- _Work instructions_
• A. Which peoples does Saint Jerome name in his quoted list in the passage on the Vandals and the late Roman empire?
• B. Could you carry the passage on the Vandals and the late Roman empire further, beginning right after its final sentence?

- _Source extract_

..........

During the reign of Constantine the Great (reigned 306-337), Jordanes also reported that the Vandals, under the leadership of an Hasdingi king named Visimar, were holding the former Roman province of Dacia, which was no longer under Roman control. However they were defeated by the Goths under King Geberic and those who were not warriors requested to be allowed to settle across the Danube in Roman Pannonia, where they remained as legal residents for 60 years — indicating a period until about 395, which is the death year of emperor Theodosius I. After this they became mobile and invaded Gaul. According to Eutropius, writing around 360, the Taifali, Victohali, and Tervingi were in possession of Dacia. Jordanes noted that in his time the territory once inhabited by these Hasdingi was ruled by the Gepids.

==After Adrianople==
In 378 the Romans suffered a major defeat at the Battle of Adrianople, which was caused by a sudden movement of peoples including Goths, Alans and Huns coming from present-day Ukraine to the east. The emperor Valens died in the defeat. According to Ammianus, the Pannonian region was among the areas first affected by "a savage horde of unknown peoples, driven from their abodes by sudden violence".

By 380, one of the armed groups responsible for the defeat, led by Alatheus and Saphrax who were wards of the underage king of the Greuthungi Goths, entered the Pannonian part of the Roman empire with the permission of emperor Gratian, while his new co-emperor Theodosius was out of action with a serious illness. Also in about 380, Jordanes mentions that the Vandals, perhaps those in Pannonia, made an invasion which caused the surviving emperor Gratian to move into Gaul. It is possible that the Vandals invaded Gaul itself already during this period.

After the death of emperor Theodosius I in 395, Saint Jerome listed the Vandals and their long-time neighbours the Quadi and Marcomanni, together with several of the new eastern peoples who were causing devastation in the Roman provinces stretching from Constantinople to the Julian Alps, including Dalmatia, and all the provinces of Pannonia: "Goths and Sarmatians, Quadi and Alans, Huns and Vandals and Marcomanni". The poet Claudian described them crossing the frozen Danube with wagons, and then setting wagons rigged around themselves like a wall at the approach of the Roman commander Stilicho. He says that all the fertile lands between the Black Sea and Adriatic were subsequently like uninhabited deserts, specifically including Dalmatia and Pannonia. At the same time, the Gothic general Alaric I, who had loyally served with his Gothic troops under Theodosius I at the Battle of Frigidus only a few months early, was beginning his rebellion, and started leading his army south, first towards Constantinople, and later towards Greece. This was triggered by internal Roman conflicts after the death of Theodosius. While some later writers blamed Stilicho, Claudian claimed that they were all incited by an Eastern Roman consul and enemy of Stilicho, Rufinus. The exact connection between Alaric and those peoples Claudian mentioned crossing the Danube remains unclear.

..........

- _Data rows_
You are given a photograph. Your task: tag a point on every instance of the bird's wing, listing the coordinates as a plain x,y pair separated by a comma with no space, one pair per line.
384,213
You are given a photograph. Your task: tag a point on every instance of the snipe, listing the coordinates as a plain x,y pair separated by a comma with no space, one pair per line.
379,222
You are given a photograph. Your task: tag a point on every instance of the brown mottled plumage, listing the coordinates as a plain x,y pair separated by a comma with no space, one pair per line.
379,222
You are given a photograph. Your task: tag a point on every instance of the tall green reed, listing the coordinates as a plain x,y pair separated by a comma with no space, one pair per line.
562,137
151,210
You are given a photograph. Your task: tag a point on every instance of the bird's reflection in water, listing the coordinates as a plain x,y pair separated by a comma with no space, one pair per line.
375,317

..........

- _Outputs for the tasks_
• A. Goths, Sarmatians, Quadi, Alans, Huns, Vandals and Marcomanni.

• B.
In 401, Claudian described how Raetia was troubled by the local Vindelici while Stilicho was preoccupied in Italy with the invasion of Alaric, the Gothic military leader from inside the empire. According to Claudian, non-Roman peoples (gentes) broke their treaties (foedera) and, encouraged by the news of trouble in Italy, they seized parts of Roman Vindelicia (in Raetia) and Noricum. The text says that Stilicho's victorious forces earned "Vandal spoils" (Vandalicis ... spoliis), and so assuming he was not referring to the local Vindelici, many scholars believe Vandals were involved. Furthermore, there are proposals that they included the same Vandal groups who later went to Hispania, including both Silingi and Hasdingi Vandals. Some scholars have interpreted this to mean that some Vandals (perhaps Silingi) had already moved westwards up the Danube, and closer the Rhine.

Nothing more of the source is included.